- Exercise details:
Word for word, reproduce each entry.

- Material provided:
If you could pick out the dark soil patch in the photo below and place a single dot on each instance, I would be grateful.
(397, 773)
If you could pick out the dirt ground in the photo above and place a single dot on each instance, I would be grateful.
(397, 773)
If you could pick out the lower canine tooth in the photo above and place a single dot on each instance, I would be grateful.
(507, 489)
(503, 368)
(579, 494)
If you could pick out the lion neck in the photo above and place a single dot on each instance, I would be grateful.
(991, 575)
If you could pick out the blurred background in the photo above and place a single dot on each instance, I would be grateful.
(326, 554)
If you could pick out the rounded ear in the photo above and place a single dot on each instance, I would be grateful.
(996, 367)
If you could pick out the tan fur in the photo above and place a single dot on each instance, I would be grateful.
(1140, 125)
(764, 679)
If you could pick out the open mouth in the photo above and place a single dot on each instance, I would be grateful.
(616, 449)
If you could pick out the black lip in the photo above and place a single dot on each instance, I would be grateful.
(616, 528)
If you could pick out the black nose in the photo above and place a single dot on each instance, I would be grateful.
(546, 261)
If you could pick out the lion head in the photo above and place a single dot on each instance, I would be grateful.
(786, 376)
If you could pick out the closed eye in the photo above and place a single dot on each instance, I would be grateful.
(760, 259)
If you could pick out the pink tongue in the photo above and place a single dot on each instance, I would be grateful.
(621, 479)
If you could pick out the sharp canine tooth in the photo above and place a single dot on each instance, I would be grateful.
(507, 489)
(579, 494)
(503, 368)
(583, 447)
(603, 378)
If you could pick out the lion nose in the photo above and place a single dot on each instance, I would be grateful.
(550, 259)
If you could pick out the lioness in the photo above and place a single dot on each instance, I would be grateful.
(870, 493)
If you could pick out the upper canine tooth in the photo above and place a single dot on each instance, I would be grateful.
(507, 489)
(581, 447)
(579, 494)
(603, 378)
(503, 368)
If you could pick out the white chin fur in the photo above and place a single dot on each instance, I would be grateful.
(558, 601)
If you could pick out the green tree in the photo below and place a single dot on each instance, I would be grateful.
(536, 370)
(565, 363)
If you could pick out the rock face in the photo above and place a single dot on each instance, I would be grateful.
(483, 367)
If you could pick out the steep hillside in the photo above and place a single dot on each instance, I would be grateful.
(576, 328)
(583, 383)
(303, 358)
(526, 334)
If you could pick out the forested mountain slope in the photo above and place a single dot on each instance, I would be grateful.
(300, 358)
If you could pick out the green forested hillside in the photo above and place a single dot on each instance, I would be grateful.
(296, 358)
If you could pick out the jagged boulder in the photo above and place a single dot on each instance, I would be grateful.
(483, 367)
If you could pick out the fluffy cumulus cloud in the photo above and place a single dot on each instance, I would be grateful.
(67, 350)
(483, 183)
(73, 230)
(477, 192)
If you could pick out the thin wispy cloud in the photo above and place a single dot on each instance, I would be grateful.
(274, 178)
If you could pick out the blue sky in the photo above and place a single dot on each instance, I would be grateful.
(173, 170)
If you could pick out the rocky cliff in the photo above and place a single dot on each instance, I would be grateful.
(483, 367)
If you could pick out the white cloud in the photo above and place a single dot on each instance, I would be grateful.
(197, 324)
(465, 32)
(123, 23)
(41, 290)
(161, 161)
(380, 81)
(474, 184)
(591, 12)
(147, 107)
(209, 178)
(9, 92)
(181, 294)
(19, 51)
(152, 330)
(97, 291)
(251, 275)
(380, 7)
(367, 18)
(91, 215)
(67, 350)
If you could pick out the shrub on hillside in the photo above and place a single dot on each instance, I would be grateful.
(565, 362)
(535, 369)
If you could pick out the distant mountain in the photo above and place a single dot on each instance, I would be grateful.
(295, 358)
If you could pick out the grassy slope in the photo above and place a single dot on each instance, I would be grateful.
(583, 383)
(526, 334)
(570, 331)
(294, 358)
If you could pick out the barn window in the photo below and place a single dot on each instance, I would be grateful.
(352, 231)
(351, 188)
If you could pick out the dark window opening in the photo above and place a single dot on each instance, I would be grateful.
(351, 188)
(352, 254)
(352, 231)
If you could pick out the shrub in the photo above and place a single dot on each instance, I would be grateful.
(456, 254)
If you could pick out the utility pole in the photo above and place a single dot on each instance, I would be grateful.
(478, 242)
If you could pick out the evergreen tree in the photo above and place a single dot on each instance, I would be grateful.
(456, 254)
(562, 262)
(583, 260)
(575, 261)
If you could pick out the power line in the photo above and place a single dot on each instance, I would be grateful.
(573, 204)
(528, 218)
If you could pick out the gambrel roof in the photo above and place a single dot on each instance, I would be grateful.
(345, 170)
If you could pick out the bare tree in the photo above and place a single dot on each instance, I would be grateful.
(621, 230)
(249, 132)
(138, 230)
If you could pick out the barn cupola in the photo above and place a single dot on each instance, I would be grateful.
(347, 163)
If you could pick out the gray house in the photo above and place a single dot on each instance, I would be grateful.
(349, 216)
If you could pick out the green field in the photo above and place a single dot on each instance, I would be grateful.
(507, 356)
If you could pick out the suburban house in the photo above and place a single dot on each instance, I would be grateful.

- Solution to this exercise:
If you could pick out the dark soil patch in the photo below and place a single dot on each instance, I would be grateful.
(397, 773)
If you could pick out the dirt ground in the photo above and place a single dot on each instance, I would be grateful.
(397, 773)
If you could pick out the lower canine tooth in the photo above and place a single dot on each instance, I would be grateful.
(507, 489)
(503, 368)
(579, 494)
If you could pick out the lion neck in the photo above and place a single dot on each instance, I would be grateful.
(991, 575)
If you could pick out the blurred background in the photo above and place a single dot on each instance, I would be grateful.
(326, 554)
If you could pick out the rounded ear in the photo above and place a single dot on each instance, I would be grateful.
(996, 367)
If you could pick out the tan fur in the photo above and place a single dot on each instance, I would be grateful.
(1140, 125)
(764, 679)
If you could pick out the open mouth in the photo above and place a single dot on each instance, I would be grateful.
(616, 449)
If you could pick out the black lip in the photo above and place a single dot on each instance, I would be grateful.
(616, 528)
If you could pick out the black nose in the photo above and place a single dot on each instance, I would be grateful.
(546, 261)
If you could pick out the lion head in the photo above and place a single dot on each instance, I would be grateful.
(786, 376)
If you could pick out the closed eye in the photo above and place a single dot on each instance, I would be grateful.
(760, 259)
If you could pick out the pink tongue in the photo above and place a single dot on each instance, I would be grateful.
(621, 479)
If you could pick out the sharp canine tooth in the photo above and place a single dot on each instance, I would be grateful.
(507, 489)
(579, 494)
(503, 368)
(583, 447)
(603, 378)
If you could pick out the lion nose in the photo above and place a single dot on each instance, I would be grateful.
(550, 259)
If you could pick out the lioness in the photo above and place a single dot on each instance, I would be grateful.
(870, 493)
If you could pick out the upper canine tooth in the photo above and place a single dot on each instance, I would be grateful.
(507, 489)
(581, 447)
(579, 494)
(603, 378)
(503, 368)
If you could pick out the white chin fur in the photo above and place a single dot on each instance, I would be grateful.
(558, 601)
If you could pick out the green tree in the photo below and place a single dot on each instance, I would be grateful.
(536, 370)
(565, 363)
If you could pick out the rock face in the photo above and place a single dot on each instance, I would be grateful.
(483, 367)
If you could pick out the steep hillside in the photo above and place a single dot on each instance, I would be grateful.
(576, 328)
(583, 383)
(303, 358)
(526, 334)
If you could pick out the forested mountain slope in the photo above and place a single dot on each instance, I would be grateful.
(300, 358)
If you could pick out the green forested hillside in the photo above and place a single dot on each instance, I would be grateful.
(296, 358)
If you could pick out the jagged boulder in the photo above and place a single dot on each instance, I would be grateful.
(483, 367)
If you could pick out the fluffy cumulus cloud in the photo above and place a single dot on each instance, I would be grateful.
(67, 350)
(483, 183)
(73, 230)
(477, 192)
If you could pick out the thin wispy cloud in the photo above and place a single dot on each instance, I would be grateful.
(274, 178)
If you could pick out the blue sky in the photo above and place a single dot on each instance, I would be grateful.
(173, 170)
If you could pick out the rocky cliff in the photo above and place a single dot on each instance, I would be grateful.
(483, 367)
If you could pick out the white cloud in the photo above and place a single dot on each instance, I would be grateful.
(197, 324)
(465, 32)
(123, 23)
(41, 290)
(161, 161)
(380, 81)
(474, 184)
(591, 12)
(147, 107)
(209, 178)
(9, 92)
(181, 294)
(19, 51)
(152, 330)
(97, 291)
(251, 275)
(380, 7)
(367, 18)
(91, 215)
(67, 350)
If you could pick out the shrub on hillside in the photo above and place a single dot on each instance, I would be grateful.
(565, 362)
(535, 369)
If you could pick out the distant mountain in the photo above and place a single dot on each instance, I would be grateful.
(295, 358)
If you could pick out the grassy slope in the photo above and place a single dot on each instance, I would be grateful.
(583, 383)
(526, 334)
(570, 331)
(294, 358)
If you could pick out the barn window in the photo below and place a single dot on each instance, I would be grateful.
(352, 231)
(351, 188)
If you could pick out the dark window opening in the photo above and place a single dot on each instance, I would be grateful.
(351, 188)
(352, 254)
(352, 231)
If you could pick out the shrub in the photo above and place a single dot on each instance, I would be grateful.
(456, 254)
If you could pick out the utility pole in the photo above and place a single dot on each instance, I would be grateful.
(478, 242)
If you could pick out the evergreen tree in the photo above and place a single dot on each instance, I would be grateful.
(456, 254)
(562, 262)
(583, 260)
(575, 261)
If you could pick out the power line in the photo above and place a single dot on each instance, I would be grateful.
(573, 204)
(528, 218)
If you could pick out the gambrel roof in the photo above and place a single dot on each instance, I would be grateful.
(345, 170)
If you could pick out the bare tree in the photo above and place a single dot on each instance, I would be grateful.
(621, 230)
(249, 132)
(138, 230)
If you could pick out the barn cupola in the photo above and place a single dot on each instance, I would be grateful.
(347, 163)
If you could pick out the gray house in the photo above and place a single dot on each instance, I would be grateful.
(349, 216)
If you could pick out the green field in the photo above and place a single dot on each instance, I would be grateful.
(507, 356)
If you could pick out the suburban house in the photo above and place a single dot on each instance, I would be grateful.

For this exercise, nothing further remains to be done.